## Assignment
Leave out the pictures, and quote exactly the lines running from the one with "the sky, then" through the last line of the entries below.

START Data provided

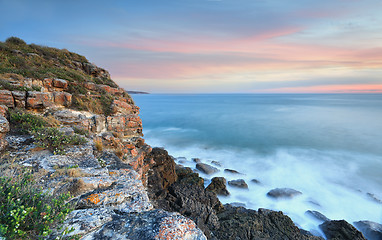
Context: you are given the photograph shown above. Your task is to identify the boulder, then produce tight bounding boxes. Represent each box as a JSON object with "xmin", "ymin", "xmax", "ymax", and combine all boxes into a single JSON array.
[
  {"xmin": 0, "ymin": 105, "xmax": 8, "ymax": 118},
  {"xmin": 11, "ymin": 91, "xmax": 26, "ymax": 108},
  {"xmin": 26, "ymin": 91, "xmax": 54, "ymax": 109},
  {"xmin": 84, "ymin": 82, "xmax": 97, "ymax": 91},
  {"xmin": 267, "ymin": 188, "xmax": 302, "ymax": 199},
  {"xmin": 206, "ymin": 177, "xmax": 230, "ymax": 196},
  {"xmin": 224, "ymin": 169, "xmax": 243, "ymax": 175},
  {"xmin": 305, "ymin": 210, "xmax": 330, "ymax": 222},
  {"xmin": 53, "ymin": 79, "xmax": 68, "ymax": 89},
  {"xmin": 196, "ymin": 163, "xmax": 219, "ymax": 175},
  {"xmin": 0, "ymin": 90, "xmax": 14, "ymax": 107},
  {"xmin": 251, "ymin": 179, "xmax": 261, "ymax": 184},
  {"xmin": 111, "ymin": 99, "xmax": 133, "ymax": 115},
  {"xmin": 0, "ymin": 116, "xmax": 10, "ymax": 151},
  {"xmin": 53, "ymin": 91, "xmax": 72, "ymax": 107},
  {"xmin": 85, "ymin": 210, "xmax": 207, "ymax": 240},
  {"xmin": 320, "ymin": 220, "xmax": 366, "ymax": 240},
  {"xmin": 228, "ymin": 179, "xmax": 248, "ymax": 189},
  {"xmin": 354, "ymin": 220, "xmax": 382, "ymax": 240},
  {"xmin": 192, "ymin": 158, "xmax": 201, "ymax": 163}
]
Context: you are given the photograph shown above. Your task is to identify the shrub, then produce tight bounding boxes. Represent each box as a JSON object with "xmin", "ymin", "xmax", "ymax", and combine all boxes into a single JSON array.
[
  {"xmin": 32, "ymin": 127, "xmax": 87, "ymax": 155},
  {"xmin": 0, "ymin": 172, "xmax": 73, "ymax": 239},
  {"xmin": 10, "ymin": 109, "xmax": 48, "ymax": 133},
  {"xmin": 5, "ymin": 37, "xmax": 27, "ymax": 46}
]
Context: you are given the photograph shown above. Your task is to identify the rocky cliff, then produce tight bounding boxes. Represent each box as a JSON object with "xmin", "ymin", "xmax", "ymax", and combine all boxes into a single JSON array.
[{"xmin": 0, "ymin": 37, "xmax": 371, "ymax": 240}]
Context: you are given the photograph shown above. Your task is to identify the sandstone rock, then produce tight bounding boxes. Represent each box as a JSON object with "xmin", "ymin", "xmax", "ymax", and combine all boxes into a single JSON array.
[
  {"xmin": 84, "ymin": 82, "xmax": 97, "ymax": 91},
  {"xmin": 0, "ymin": 105, "xmax": 8, "ymax": 117},
  {"xmin": 98, "ymin": 84, "xmax": 123, "ymax": 95},
  {"xmin": 267, "ymin": 188, "xmax": 302, "ymax": 199},
  {"xmin": 106, "ymin": 115, "xmax": 142, "ymax": 136},
  {"xmin": 224, "ymin": 169, "xmax": 243, "ymax": 175},
  {"xmin": 206, "ymin": 177, "xmax": 230, "ymax": 196},
  {"xmin": 354, "ymin": 220, "xmax": 382, "ymax": 240},
  {"xmin": 90, "ymin": 115, "xmax": 106, "ymax": 133},
  {"xmin": 53, "ymin": 91, "xmax": 72, "ymax": 107},
  {"xmin": 214, "ymin": 205, "xmax": 322, "ymax": 240},
  {"xmin": 196, "ymin": 163, "xmax": 219, "ymax": 175},
  {"xmin": 26, "ymin": 91, "xmax": 54, "ymax": 109},
  {"xmin": 111, "ymin": 99, "xmax": 133, "ymax": 115},
  {"xmin": 53, "ymin": 78, "xmax": 68, "ymax": 89},
  {"xmin": 11, "ymin": 91, "xmax": 26, "ymax": 108},
  {"xmin": 43, "ymin": 78, "xmax": 53, "ymax": 90},
  {"xmin": 0, "ymin": 90, "xmax": 14, "ymax": 107},
  {"xmin": 84, "ymin": 209, "xmax": 207, "ymax": 240},
  {"xmin": 305, "ymin": 210, "xmax": 330, "ymax": 222},
  {"xmin": 320, "ymin": 220, "xmax": 366, "ymax": 240},
  {"xmin": 228, "ymin": 179, "xmax": 248, "ymax": 189},
  {"xmin": 0, "ymin": 116, "xmax": 10, "ymax": 134},
  {"xmin": 82, "ymin": 63, "xmax": 111, "ymax": 80}
]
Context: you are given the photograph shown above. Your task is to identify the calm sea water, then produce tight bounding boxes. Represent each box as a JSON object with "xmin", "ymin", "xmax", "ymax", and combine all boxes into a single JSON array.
[{"xmin": 132, "ymin": 93, "xmax": 382, "ymax": 236}]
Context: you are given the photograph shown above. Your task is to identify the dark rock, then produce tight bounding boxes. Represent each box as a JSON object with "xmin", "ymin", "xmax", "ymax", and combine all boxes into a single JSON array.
[
  {"xmin": 192, "ymin": 158, "xmax": 201, "ymax": 163},
  {"xmin": 224, "ymin": 169, "xmax": 243, "ymax": 175},
  {"xmin": 196, "ymin": 163, "xmax": 219, "ymax": 175},
  {"xmin": 354, "ymin": 220, "xmax": 382, "ymax": 240},
  {"xmin": 367, "ymin": 193, "xmax": 382, "ymax": 204},
  {"xmin": 147, "ymin": 149, "xmax": 223, "ymax": 239},
  {"xmin": 305, "ymin": 210, "xmax": 330, "ymax": 222},
  {"xmin": 206, "ymin": 177, "xmax": 230, "ymax": 196},
  {"xmin": 251, "ymin": 179, "xmax": 261, "ymax": 184},
  {"xmin": 211, "ymin": 160, "xmax": 221, "ymax": 167},
  {"xmin": 228, "ymin": 179, "xmax": 248, "ymax": 189},
  {"xmin": 267, "ymin": 188, "xmax": 302, "ymax": 199},
  {"xmin": 230, "ymin": 202, "xmax": 246, "ymax": 207},
  {"xmin": 320, "ymin": 220, "xmax": 366, "ymax": 240},
  {"xmin": 213, "ymin": 204, "xmax": 322, "ymax": 240}
]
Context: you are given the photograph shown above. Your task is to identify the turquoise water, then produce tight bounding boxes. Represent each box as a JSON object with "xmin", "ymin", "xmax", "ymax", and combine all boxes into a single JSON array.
[{"xmin": 133, "ymin": 93, "xmax": 382, "ymax": 236}]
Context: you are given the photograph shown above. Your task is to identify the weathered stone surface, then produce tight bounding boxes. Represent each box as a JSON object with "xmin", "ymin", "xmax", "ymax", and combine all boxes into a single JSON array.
[
  {"xmin": 196, "ymin": 163, "xmax": 219, "ymax": 175},
  {"xmin": 82, "ymin": 62, "xmax": 111, "ymax": 80},
  {"xmin": 320, "ymin": 220, "xmax": 366, "ymax": 240},
  {"xmin": 53, "ymin": 79, "xmax": 68, "ymax": 89},
  {"xmin": 84, "ymin": 210, "xmax": 207, "ymax": 240},
  {"xmin": 98, "ymin": 84, "xmax": 123, "ymax": 95},
  {"xmin": 64, "ymin": 208, "xmax": 114, "ymax": 236},
  {"xmin": 305, "ymin": 210, "xmax": 330, "ymax": 222},
  {"xmin": 214, "ymin": 205, "xmax": 322, "ymax": 240},
  {"xmin": 224, "ymin": 169, "xmax": 243, "ymax": 175},
  {"xmin": 53, "ymin": 91, "xmax": 72, "ymax": 106},
  {"xmin": 0, "ymin": 90, "xmax": 14, "ymax": 107},
  {"xmin": 354, "ymin": 220, "xmax": 382, "ymax": 240},
  {"xmin": 106, "ymin": 115, "xmax": 142, "ymax": 136},
  {"xmin": 267, "ymin": 188, "xmax": 302, "ymax": 199},
  {"xmin": 0, "ymin": 116, "xmax": 9, "ymax": 134},
  {"xmin": 77, "ymin": 169, "xmax": 153, "ymax": 213},
  {"xmin": 206, "ymin": 177, "xmax": 230, "ymax": 196},
  {"xmin": 228, "ymin": 179, "xmax": 249, "ymax": 189},
  {"xmin": 111, "ymin": 99, "xmax": 133, "ymax": 115},
  {"xmin": 0, "ymin": 105, "xmax": 8, "ymax": 117},
  {"xmin": 11, "ymin": 91, "xmax": 26, "ymax": 108},
  {"xmin": 26, "ymin": 91, "xmax": 54, "ymax": 109},
  {"xmin": 84, "ymin": 82, "xmax": 97, "ymax": 90}
]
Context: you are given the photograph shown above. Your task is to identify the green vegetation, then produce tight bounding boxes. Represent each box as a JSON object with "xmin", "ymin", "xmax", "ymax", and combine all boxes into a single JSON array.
[
  {"xmin": 0, "ymin": 172, "xmax": 73, "ymax": 239},
  {"xmin": 10, "ymin": 109, "xmax": 87, "ymax": 154}
]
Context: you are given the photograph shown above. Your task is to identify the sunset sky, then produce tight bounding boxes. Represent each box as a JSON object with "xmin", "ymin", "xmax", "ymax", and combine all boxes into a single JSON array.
[{"xmin": 1, "ymin": 0, "xmax": 381, "ymax": 93}]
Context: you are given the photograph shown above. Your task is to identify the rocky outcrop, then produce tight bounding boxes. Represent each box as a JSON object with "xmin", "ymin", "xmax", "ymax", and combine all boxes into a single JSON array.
[
  {"xmin": 213, "ymin": 205, "xmax": 322, "ymax": 240},
  {"xmin": 319, "ymin": 220, "xmax": 366, "ymax": 240},
  {"xmin": 206, "ymin": 177, "xmax": 230, "ymax": 196},
  {"xmin": 196, "ymin": 163, "xmax": 219, "ymax": 175},
  {"xmin": 228, "ymin": 179, "xmax": 248, "ymax": 189}
]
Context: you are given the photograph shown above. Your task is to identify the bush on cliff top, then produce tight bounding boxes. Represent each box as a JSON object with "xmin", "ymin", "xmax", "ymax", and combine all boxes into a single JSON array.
[
  {"xmin": 10, "ymin": 109, "xmax": 87, "ymax": 154},
  {"xmin": 0, "ymin": 171, "xmax": 73, "ymax": 239}
]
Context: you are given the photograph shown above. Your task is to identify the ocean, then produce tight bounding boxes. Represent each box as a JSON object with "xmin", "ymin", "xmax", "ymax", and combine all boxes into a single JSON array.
[{"xmin": 132, "ymin": 93, "xmax": 382, "ymax": 236}]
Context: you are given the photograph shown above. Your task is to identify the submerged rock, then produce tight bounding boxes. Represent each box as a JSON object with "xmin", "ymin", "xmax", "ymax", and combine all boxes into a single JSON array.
[
  {"xmin": 206, "ymin": 177, "xmax": 230, "ymax": 196},
  {"xmin": 211, "ymin": 160, "xmax": 221, "ymax": 167},
  {"xmin": 354, "ymin": 220, "xmax": 382, "ymax": 240},
  {"xmin": 251, "ymin": 179, "xmax": 261, "ymax": 184},
  {"xmin": 267, "ymin": 188, "xmax": 302, "ymax": 199},
  {"xmin": 305, "ymin": 210, "xmax": 330, "ymax": 222},
  {"xmin": 224, "ymin": 169, "xmax": 243, "ymax": 175},
  {"xmin": 196, "ymin": 163, "xmax": 219, "ymax": 175},
  {"xmin": 228, "ymin": 179, "xmax": 248, "ymax": 189},
  {"xmin": 319, "ymin": 220, "xmax": 366, "ymax": 240}
]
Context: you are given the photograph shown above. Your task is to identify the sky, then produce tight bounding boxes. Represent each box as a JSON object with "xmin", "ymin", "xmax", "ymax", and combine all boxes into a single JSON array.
[{"xmin": 1, "ymin": 0, "xmax": 382, "ymax": 93}]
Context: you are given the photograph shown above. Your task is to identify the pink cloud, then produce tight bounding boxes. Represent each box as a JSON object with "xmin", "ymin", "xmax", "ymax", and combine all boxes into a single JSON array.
[{"xmin": 257, "ymin": 84, "xmax": 382, "ymax": 93}]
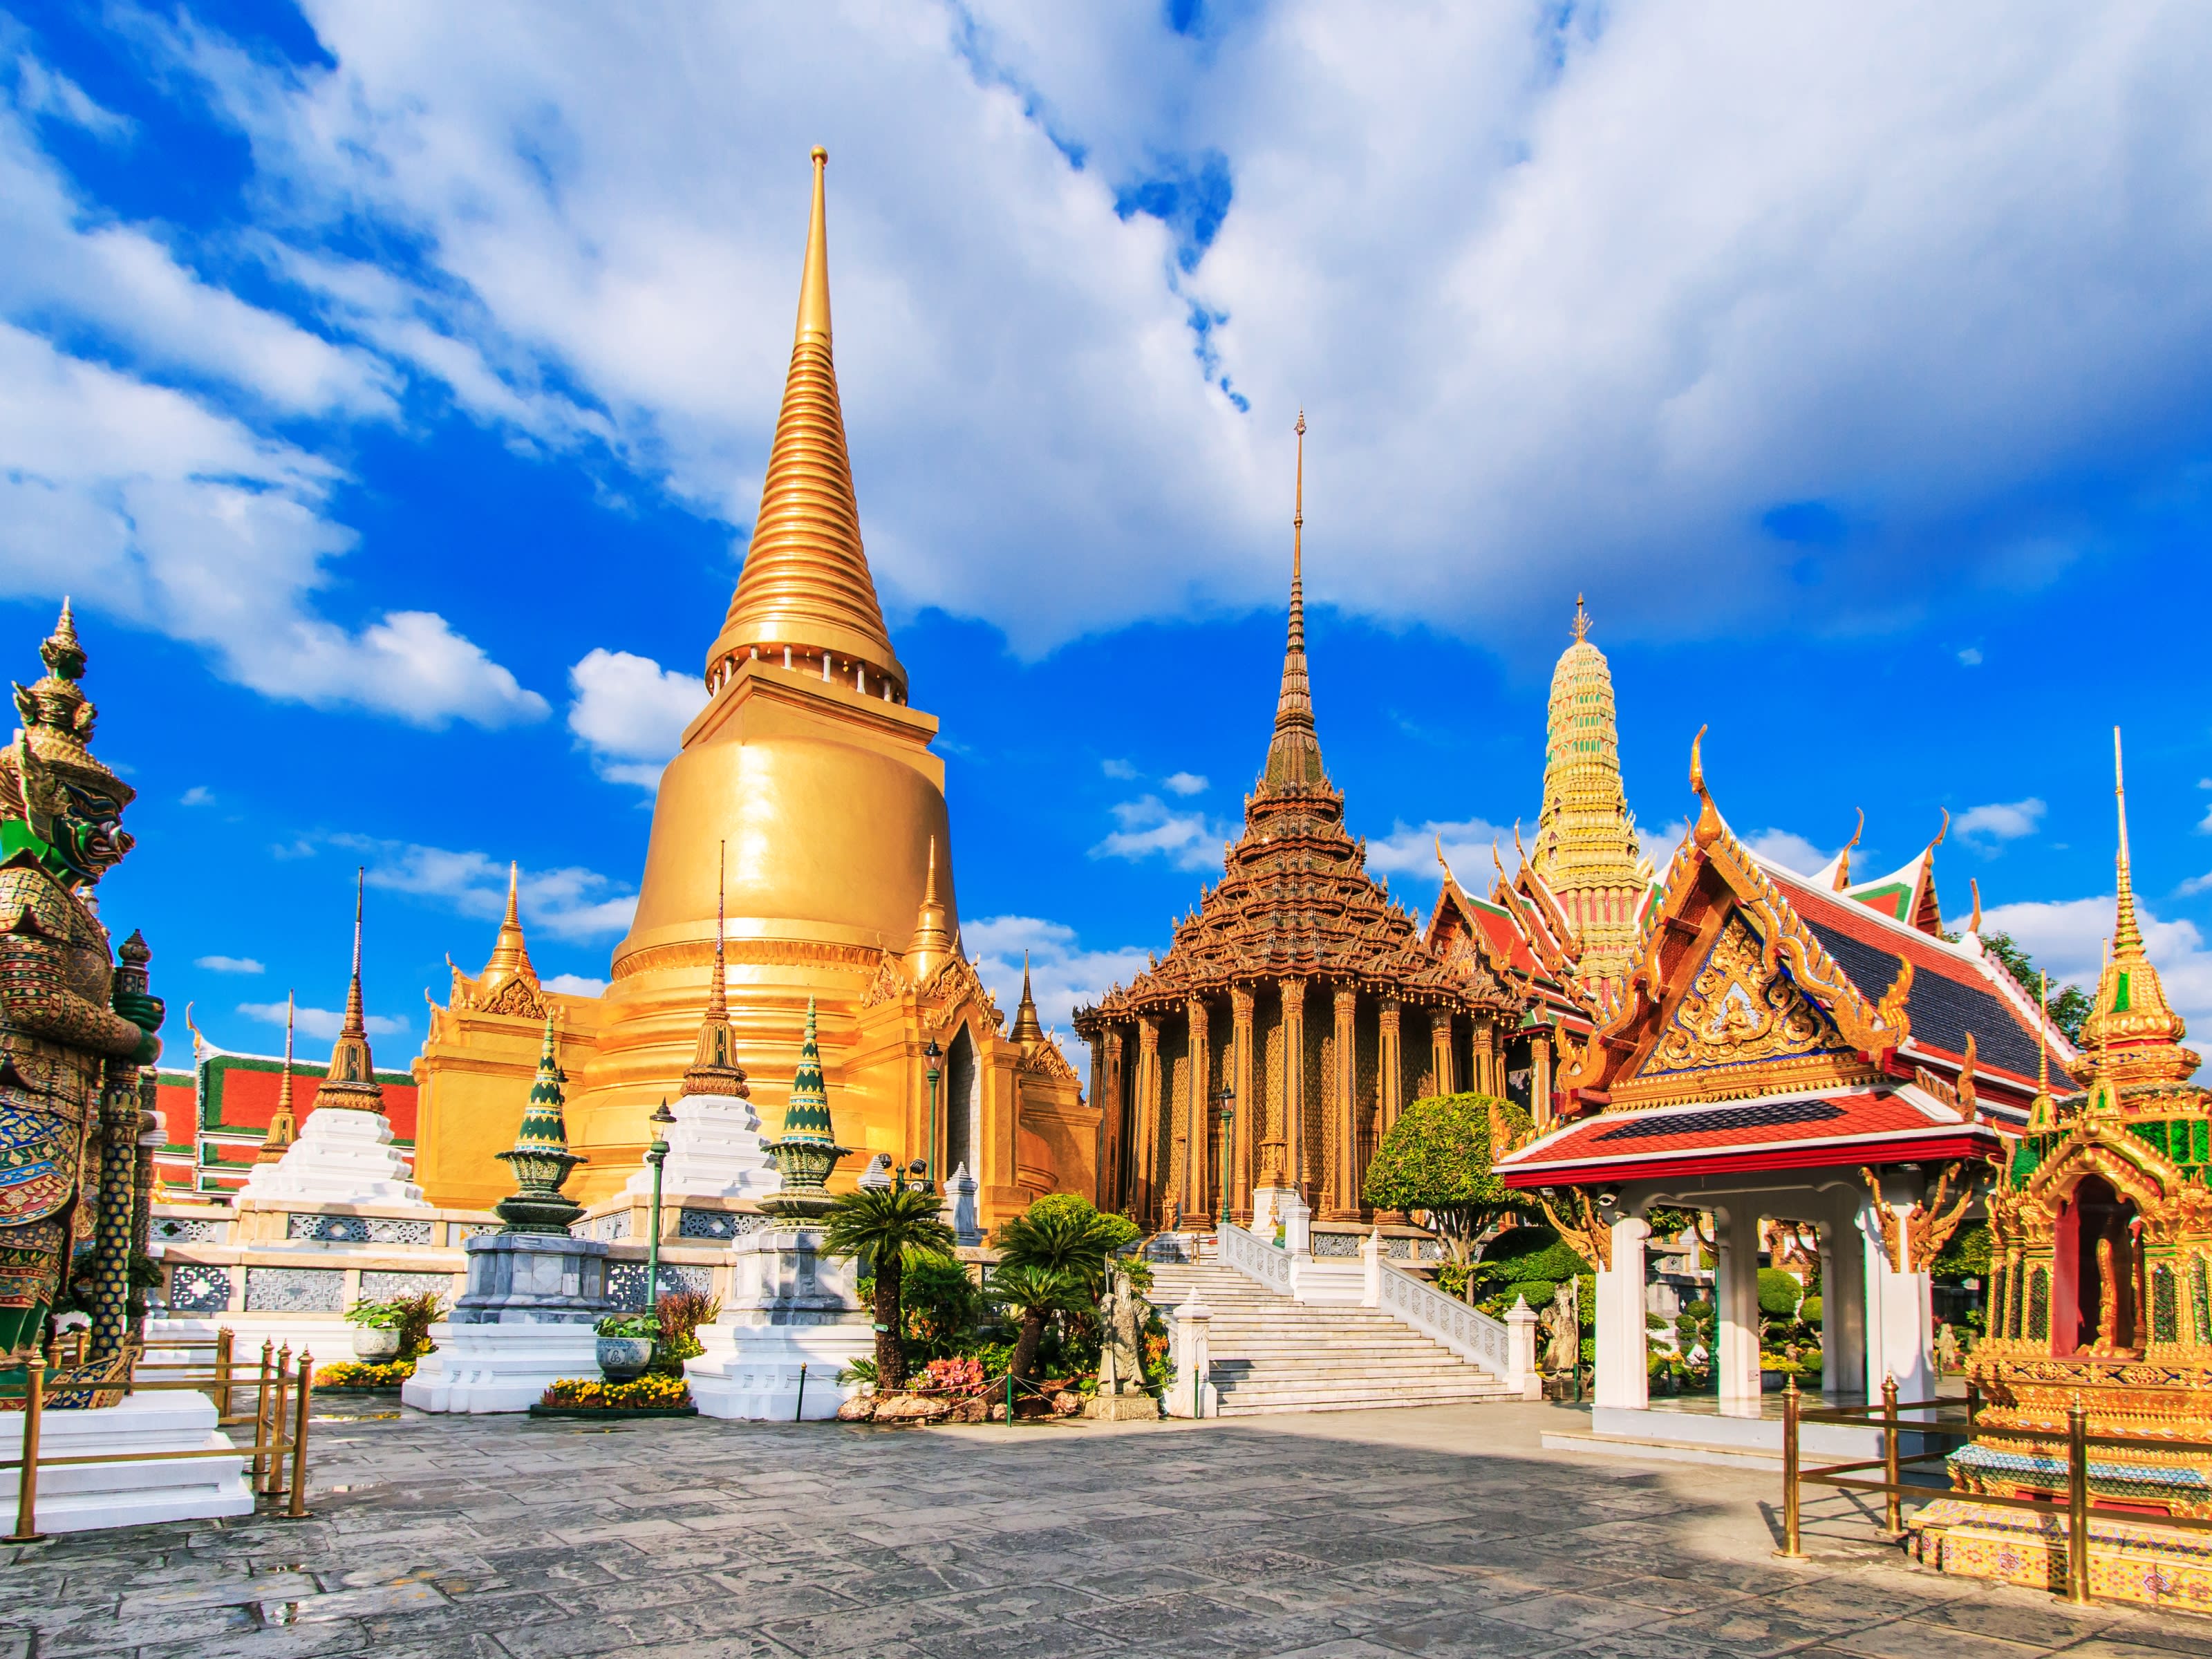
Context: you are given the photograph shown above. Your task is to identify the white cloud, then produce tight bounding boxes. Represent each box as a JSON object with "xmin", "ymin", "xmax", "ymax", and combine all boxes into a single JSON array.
[
  {"xmin": 12, "ymin": 55, "xmax": 132, "ymax": 140},
  {"xmin": 1642, "ymin": 817, "xmax": 1693, "ymax": 873},
  {"xmin": 1365, "ymin": 816, "xmax": 1517, "ymax": 893},
  {"xmin": 194, "ymin": 954, "xmax": 264, "ymax": 975},
  {"xmin": 1958, "ymin": 647, "xmax": 1984, "ymax": 666},
  {"xmin": 180, "ymin": 785, "xmax": 214, "ymax": 807},
  {"xmin": 1162, "ymin": 771, "xmax": 1209, "ymax": 797},
  {"xmin": 544, "ymin": 971, "xmax": 609, "ymax": 996},
  {"xmin": 1956, "ymin": 798, "xmax": 2047, "ymax": 844},
  {"xmin": 1090, "ymin": 794, "xmax": 1233, "ymax": 872},
  {"xmin": 965, "ymin": 914, "xmax": 1150, "ymax": 1073},
  {"xmin": 1100, "ymin": 758, "xmax": 1142, "ymax": 781},
  {"xmin": 1743, "ymin": 829, "xmax": 1837, "ymax": 874},
  {"xmin": 240, "ymin": 1001, "xmax": 407, "ymax": 1042},
  {"xmin": 334, "ymin": 835, "xmax": 637, "ymax": 941},
  {"xmin": 567, "ymin": 648, "xmax": 709, "ymax": 789}
]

END Data provided

## Result of this exercise
Context: you are given the photograph shown above. Your task is to identify the sky, then produce tight bounding boxes. Represent each box as a JSON object with "xmin", "ymin", "xmax", "ymax", and combine all boxes into a single JSON array.
[{"xmin": 1, "ymin": 0, "xmax": 382, "ymax": 93}]
Context: you are given the photograph shown above. Your task is to identify the pink cloud, then produce tight bounding boxes. Represent each box as a JSON object with "xmin", "ymin", "xmax", "ymax", and combine all boxes into a single JSON array.
[{"xmin": 257, "ymin": 84, "xmax": 382, "ymax": 93}]
Context: you are given the photograph shown above. Your task is to identify the white cloud, then produce tight bounding boxes. Represent each box as a JSON object with "xmin", "ymin", "xmax", "ymax", and combine all boxes into a single JSON array.
[
  {"xmin": 12, "ymin": 55, "xmax": 132, "ymax": 140},
  {"xmin": 1642, "ymin": 817, "xmax": 1693, "ymax": 873},
  {"xmin": 1365, "ymin": 816, "xmax": 1517, "ymax": 893},
  {"xmin": 194, "ymin": 954, "xmax": 264, "ymax": 975},
  {"xmin": 1958, "ymin": 647, "xmax": 1984, "ymax": 666},
  {"xmin": 180, "ymin": 785, "xmax": 214, "ymax": 807},
  {"xmin": 1162, "ymin": 771, "xmax": 1209, "ymax": 797},
  {"xmin": 544, "ymin": 971, "xmax": 609, "ymax": 996},
  {"xmin": 1956, "ymin": 798, "xmax": 2047, "ymax": 844},
  {"xmin": 1090, "ymin": 794, "xmax": 1233, "ymax": 872},
  {"xmin": 965, "ymin": 914, "xmax": 1150, "ymax": 1073},
  {"xmin": 1100, "ymin": 758, "xmax": 1142, "ymax": 781},
  {"xmin": 1743, "ymin": 829, "xmax": 1837, "ymax": 874},
  {"xmin": 240, "ymin": 1001, "xmax": 407, "ymax": 1042},
  {"xmin": 334, "ymin": 835, "xmax": 637, "ymax": 941},
  {"xmin": 567, "ymin": 648, "xmax": 709, "ymax": 789}
]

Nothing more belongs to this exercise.